▸ Texto extraído:
El texto prosigue llevando ahora la premisa de la afectividad colectiva como forma a una de sus vertientes más sugerentes, es decir al terreno del arte y la estética (tal vez la otra vertiente se hubiera emparentado con el proyecto de Norbert Elías sobre el proceso civilizatorio, o el de Michel de Certeau respecto a la invención de lo cotidiano y las artes del hacer). Aquí la propuesta consiste en afirmar a la "psicología colectiva como una crítica estética de la cultura cotidiana" (p. 94). Una entrada de este orden al tema supone asumir de principio que la forma no es algo que solamente se contempla (un cuadro, la manera que se está sentado o mirando en un vagón del metro, y por efecto del reflejo mirar la propia mirada dirigirse a los otros) sino que su virtud afectiva es que se pertenece y se está en ella, y esto no podría decirse más que en el mismo acto de estar. Frente a lo que parecería ser una seductora invitación al solipsismo para principiantes —la afectividad pertenece al dominio de lo que se siente y por ende es inexpresable ya que al decirlo se desvanece— aparece en escena el observador.

▸ Registros proporcionados:

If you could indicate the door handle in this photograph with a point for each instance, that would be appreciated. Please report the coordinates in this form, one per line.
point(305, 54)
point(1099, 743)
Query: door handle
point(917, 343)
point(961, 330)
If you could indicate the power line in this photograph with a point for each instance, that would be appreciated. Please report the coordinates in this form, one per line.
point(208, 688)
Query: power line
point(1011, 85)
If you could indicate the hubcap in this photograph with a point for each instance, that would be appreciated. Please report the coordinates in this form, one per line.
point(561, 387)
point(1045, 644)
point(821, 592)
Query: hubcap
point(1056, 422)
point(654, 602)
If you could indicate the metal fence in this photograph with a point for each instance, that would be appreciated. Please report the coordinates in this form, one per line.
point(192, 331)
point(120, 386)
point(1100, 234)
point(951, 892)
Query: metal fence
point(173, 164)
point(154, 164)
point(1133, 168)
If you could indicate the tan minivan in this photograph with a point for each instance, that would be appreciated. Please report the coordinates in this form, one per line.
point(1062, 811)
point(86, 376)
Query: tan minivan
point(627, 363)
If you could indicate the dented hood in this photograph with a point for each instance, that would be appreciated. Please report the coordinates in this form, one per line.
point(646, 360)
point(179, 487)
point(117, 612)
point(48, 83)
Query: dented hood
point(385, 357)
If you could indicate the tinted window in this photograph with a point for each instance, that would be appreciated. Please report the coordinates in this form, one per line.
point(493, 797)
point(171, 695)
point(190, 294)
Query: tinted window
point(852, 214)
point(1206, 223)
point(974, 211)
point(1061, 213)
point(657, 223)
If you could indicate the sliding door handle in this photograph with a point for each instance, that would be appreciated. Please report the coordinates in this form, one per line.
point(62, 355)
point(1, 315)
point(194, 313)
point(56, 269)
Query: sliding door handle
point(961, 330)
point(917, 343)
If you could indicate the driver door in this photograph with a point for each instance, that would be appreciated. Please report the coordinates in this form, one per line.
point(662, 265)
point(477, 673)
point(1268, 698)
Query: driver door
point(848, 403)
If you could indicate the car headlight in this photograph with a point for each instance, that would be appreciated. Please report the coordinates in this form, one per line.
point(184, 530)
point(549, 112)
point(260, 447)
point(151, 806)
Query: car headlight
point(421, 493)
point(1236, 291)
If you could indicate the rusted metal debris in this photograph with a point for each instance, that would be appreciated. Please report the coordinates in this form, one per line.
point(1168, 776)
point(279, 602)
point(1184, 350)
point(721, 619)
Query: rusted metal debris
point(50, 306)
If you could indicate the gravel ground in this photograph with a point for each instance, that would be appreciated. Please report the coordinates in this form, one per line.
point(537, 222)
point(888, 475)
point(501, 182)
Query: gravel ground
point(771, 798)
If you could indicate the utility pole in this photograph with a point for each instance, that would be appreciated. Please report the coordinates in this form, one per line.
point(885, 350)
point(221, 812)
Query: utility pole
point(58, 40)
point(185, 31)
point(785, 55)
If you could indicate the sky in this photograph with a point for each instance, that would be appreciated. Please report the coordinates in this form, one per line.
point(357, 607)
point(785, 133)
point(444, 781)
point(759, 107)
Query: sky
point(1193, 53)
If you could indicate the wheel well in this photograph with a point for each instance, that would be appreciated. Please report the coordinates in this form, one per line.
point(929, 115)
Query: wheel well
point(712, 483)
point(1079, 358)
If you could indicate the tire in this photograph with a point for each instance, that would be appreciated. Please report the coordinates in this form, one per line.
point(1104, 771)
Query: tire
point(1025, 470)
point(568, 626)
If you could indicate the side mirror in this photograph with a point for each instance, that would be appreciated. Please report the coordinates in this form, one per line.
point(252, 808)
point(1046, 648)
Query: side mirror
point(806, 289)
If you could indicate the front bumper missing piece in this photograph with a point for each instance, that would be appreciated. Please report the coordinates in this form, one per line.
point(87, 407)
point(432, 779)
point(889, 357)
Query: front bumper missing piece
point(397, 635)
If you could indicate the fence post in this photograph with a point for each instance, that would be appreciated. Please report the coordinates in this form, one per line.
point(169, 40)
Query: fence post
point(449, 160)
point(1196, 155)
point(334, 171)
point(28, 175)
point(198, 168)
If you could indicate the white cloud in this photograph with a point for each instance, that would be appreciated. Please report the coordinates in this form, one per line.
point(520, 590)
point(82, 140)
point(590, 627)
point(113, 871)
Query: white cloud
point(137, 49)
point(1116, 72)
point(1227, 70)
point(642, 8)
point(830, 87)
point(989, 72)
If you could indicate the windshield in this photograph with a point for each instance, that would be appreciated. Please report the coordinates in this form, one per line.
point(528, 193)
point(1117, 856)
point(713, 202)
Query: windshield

▸ Ejercicios por resolver:
A - En el texto sobre la afectividad colectiva, ¿como qué se propone afirmar a la psicología colectiva?
B - Prosigue el texto sobre la afectividad colectiva a partir de su última oración.
Los registros son un material independiente del texto.

▸ Tareas resueltas:
A - Como una crítica estética de la cultura cotidiana.

B -
Este observador tendría la tarea nada banal de traducir la experiencia o afectividad colectiva en otro lenguaje, en el de la crítica, el del análisis de lo cotidiano, que por compartido y tácito usualmente es invisible para quien es parte de él, excepto como sabemos ya, en caso de transgresiones y alteraciones. Tal análisis requiere de una aproximación epistemológica alejada de los procedimientos analíticos de las ciencias naturales que, en palabras de Ilya Prigogine, se aproximan a su objeto de estudio con la idea de que el conocimiento se obtiene a partir de someter a la naturaleza a un conjunto de pruebas que se asemejan a los procedimientos empleados para obtener una confesión; configurando así la premisa de que la confesión es mecanismo de producción de conocimiento cierto, es decir de la verdad. Elementos para la conformación de una aproximación epistemológica distinta se encuentran en este libro, como en otros del mismo autor, de donde vale la pena resaltar la idea de que no hay conocimiento posible sin un acercamiento al mundo de sentido, englobando lo afectivo y lo estético, al que pertenece el tema que se aborda.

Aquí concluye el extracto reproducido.